Position identification records
++++++++++

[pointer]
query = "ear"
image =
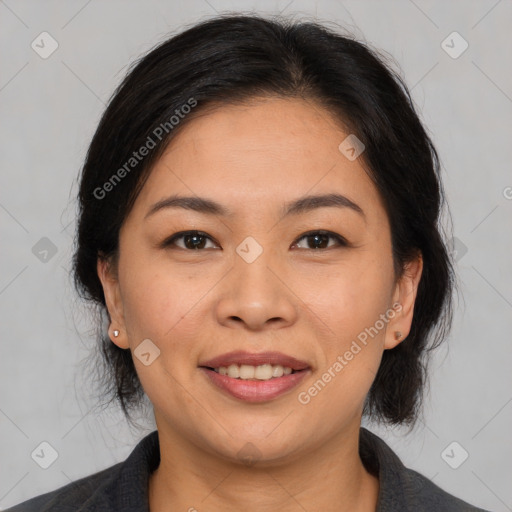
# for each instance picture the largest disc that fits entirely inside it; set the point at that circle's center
(110, 283)
(404, 297)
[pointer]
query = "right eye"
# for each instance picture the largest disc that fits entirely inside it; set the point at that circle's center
(192, 240)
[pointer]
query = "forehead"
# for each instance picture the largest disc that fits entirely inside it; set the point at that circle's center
(264, 151)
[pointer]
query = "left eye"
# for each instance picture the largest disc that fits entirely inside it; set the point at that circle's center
(197, 240)
(320, 239)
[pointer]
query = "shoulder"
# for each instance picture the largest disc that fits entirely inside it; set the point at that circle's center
(73, 496)
(402, 488)
(123, 486)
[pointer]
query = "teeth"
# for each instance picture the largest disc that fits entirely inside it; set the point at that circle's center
(247, 372)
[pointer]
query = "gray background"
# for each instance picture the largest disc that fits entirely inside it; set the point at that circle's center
(49, 109)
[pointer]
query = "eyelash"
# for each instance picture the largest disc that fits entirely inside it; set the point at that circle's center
(339, 239)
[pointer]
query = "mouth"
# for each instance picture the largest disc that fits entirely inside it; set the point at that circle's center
(255, 377)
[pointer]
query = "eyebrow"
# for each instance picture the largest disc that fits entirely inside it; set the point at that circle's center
(296, 207)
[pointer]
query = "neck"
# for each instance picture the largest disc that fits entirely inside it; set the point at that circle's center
(331, 477)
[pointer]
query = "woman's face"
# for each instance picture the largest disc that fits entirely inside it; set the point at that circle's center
(252, 281)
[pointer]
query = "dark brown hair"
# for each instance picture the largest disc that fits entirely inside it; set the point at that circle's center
(233, 58)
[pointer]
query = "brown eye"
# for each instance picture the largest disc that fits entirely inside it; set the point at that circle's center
(320, 240)
(192, 240)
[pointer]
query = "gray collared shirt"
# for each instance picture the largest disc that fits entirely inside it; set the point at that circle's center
(124, 486)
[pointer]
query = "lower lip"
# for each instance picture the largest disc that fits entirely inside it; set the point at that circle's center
(255, 390)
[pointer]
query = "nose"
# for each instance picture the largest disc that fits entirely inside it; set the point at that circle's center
(256, 296)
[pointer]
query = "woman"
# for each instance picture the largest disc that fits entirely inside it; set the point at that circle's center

++++++++++

--- Short task ---
Every line of the material is to be quoted exactly, with no pictures carried over.

--- Response to the task ---
[pointer]
query = "ear"
image =
# for each instance picture the largest disc that fits entirely inside it; set the point at that circle's center
(110, 283)
(404, 297)
[pointer]
query = "right eye"
# for each instance picture the largest disc that fits entirely inside it; set the point at that circle's center
(192, 240)
[pointer]
query = "forehead"
# for each instance picture the largest disc that fits entirely inside it; set the point at that circle's center
(264, 151)
[pointer]
query = "left eye"
# for each instance picture the largest disc that fits entirely inside it; set the point at that circle's center
(197, 240)
(320, 239)
[pointer]
query = "shoulder"
# for each instance picture the largest disc that fits entirely inside it; set the point at that circle's center
(73, 496)
(402, 488)
(123, 486)
[pointer]
query = "teeth"
# for each instance picture the largest disc that fits entirely inside it; set the point at that circle's center
(247, 372)
[pointer]
query = "gray background"
# for each instance picture the largest disc that fits entirely inside it; set the point at that circle's center
(49, 109)
[pointer]
query = "eyelash"
# for each instance picture the largest disc that fits entirely inside it; set the point at that circle's center
(339, 239)
[pointer]
query = "mouth"
# for each instance picture the largest disc that fits entirely inside it; set the point at that circle's center
(255, 377)
[pointer]
query = "eyebrow"
# for each instance picture the largest disc that fits entirely inside it; set the point at that circle's center
(296, 207)
[pointer]
query = "neck"
# for each instance picture the largest disc that fits entirely inside it; set the point at that circle's center
(331, 477)
[pointer]
query = "woman's face"
# for each instance picture the largest disc that fits entirely inside it; set the point at that circle's center
(252, 281)
[pointer]
query = "dark brown hair"
# for each instance picture the largest disc that fits entirely inside it; set the point at that circle's center
(233, 58)
[pointer]
query = "brown eye"
# for each instance picture the largest disc that fits entirely inside it; set the point at that circle's center
(320, 240)
(192, 240)
[pointer]
query = "gray collared shirt"
# for each instance picture the largest disc that fits entirely inside it; set the point at that circle's center
(124, 486)
[pointer]
query = "lower lip"
# for each instance picture the largest disc that fits entirely inside it; set the point at that circle's center
(255, 390)
[pointer]
query = "nose"
# for each instance picture the largest disc that fits entirely inside it; set the point at that circle's center
(256, 296)
[pointer]
query = "woman"
# for each instance picture the largest disc that fits entirely inside it; set the point at that circle's center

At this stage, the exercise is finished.